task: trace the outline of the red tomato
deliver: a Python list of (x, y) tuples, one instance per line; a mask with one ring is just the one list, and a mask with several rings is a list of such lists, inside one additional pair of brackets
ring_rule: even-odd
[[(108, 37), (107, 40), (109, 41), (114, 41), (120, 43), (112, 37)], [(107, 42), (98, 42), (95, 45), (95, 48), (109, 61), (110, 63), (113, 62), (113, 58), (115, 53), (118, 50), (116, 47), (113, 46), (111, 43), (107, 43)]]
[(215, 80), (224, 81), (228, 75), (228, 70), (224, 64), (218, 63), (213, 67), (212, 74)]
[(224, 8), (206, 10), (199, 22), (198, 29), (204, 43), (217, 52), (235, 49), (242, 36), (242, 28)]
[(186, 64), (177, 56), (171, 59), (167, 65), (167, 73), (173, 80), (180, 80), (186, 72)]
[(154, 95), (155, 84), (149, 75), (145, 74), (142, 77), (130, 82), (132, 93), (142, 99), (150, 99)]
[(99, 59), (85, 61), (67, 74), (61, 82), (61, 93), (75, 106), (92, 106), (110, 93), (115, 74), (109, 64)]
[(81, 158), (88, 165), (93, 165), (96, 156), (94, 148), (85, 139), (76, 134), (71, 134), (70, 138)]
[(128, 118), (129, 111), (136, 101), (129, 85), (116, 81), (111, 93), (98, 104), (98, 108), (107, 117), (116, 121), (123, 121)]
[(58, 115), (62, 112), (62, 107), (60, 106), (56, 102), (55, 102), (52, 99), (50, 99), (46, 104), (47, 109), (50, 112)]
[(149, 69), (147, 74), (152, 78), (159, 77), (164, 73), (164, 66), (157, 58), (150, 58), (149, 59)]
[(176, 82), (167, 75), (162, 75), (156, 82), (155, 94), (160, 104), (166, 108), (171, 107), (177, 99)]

● ● ● ● ● ● ●

● **What the task requires**
Rewrite the records above as a two-column CSV with the header row instruction,polygons. Give one row per record, with the record's text and its answer each in a single quoted field and every line break replaced by a space.

● **Answer for the task**
instruction,polygons
"task: trace the outline of the red tomato deliver: a Python list of (x, y) tuples, one instance per line; a mask with one ring is just the one list, and a mask with several rings is a list of such lists, inside one additional pair of brackets ring_rule: even-odd","[[(108, 37), (107, 40), (109, 41), (114, 41), (120, 43), (112, 37)], [(107, 42), (98, 42), (95, 45), (95, 48), (109, 61), (110, 63), (113, 62), (113, 58), (115, 53), (118, 50), (116, 47), (113, 46), (111, 43), (107, 43)]] [(215, 80), (224, 81), (228, 75), (228, 70), (224, 64), (218, 63), (213, 67), (212, 74)] [(224, 8), (206, 10), (199, 22), (198, 29), (204, 43), (217, 52), (235, 49), (242, 36), (242, 28)] [(186, 64), (177, 56), (171, 59), (167, 65), (167, 73), (173, 80), (180, 80), (186, 72)] [(154, 95), (155, 84), (149, 75), (145, 74), (142, 77), (130, 82), (132, 93), (142, 99), (150, 99)] [(99, 59), (85, 61), (67, 74), (61, 82), (61, 93), (75, 106), (92, 106), (110, 93), (115, 74), (109, 64)] [(81, 158), (88, 165), (93, 165), (96, 156), (94, 148), (85, 139), (76, 134), (71, 134), (70, 138)] [(128, 118), (129, 111), (136, 101), (129, 85), (116, 81), (111, 93), (98, 104), (98, 108), (107, 117), (116, 121), (123, 121)] [(58, 115), (62, 112), (62, 107), (60, 106), (56, 102), (55, 102), (52, 99), (50, 99), (46, 104), (47, 109), (50, 112)] [(149, 69), (147, 74), (152, 78), (159, 77), (164, 73), (164, 66), (157, 58), (150, 58), (149, 59)] [(176, 82), (167, 75), (162, 75), (156, 82), (155, 94), (160, 104), (166, 108), (171, 107), (177, 99)]"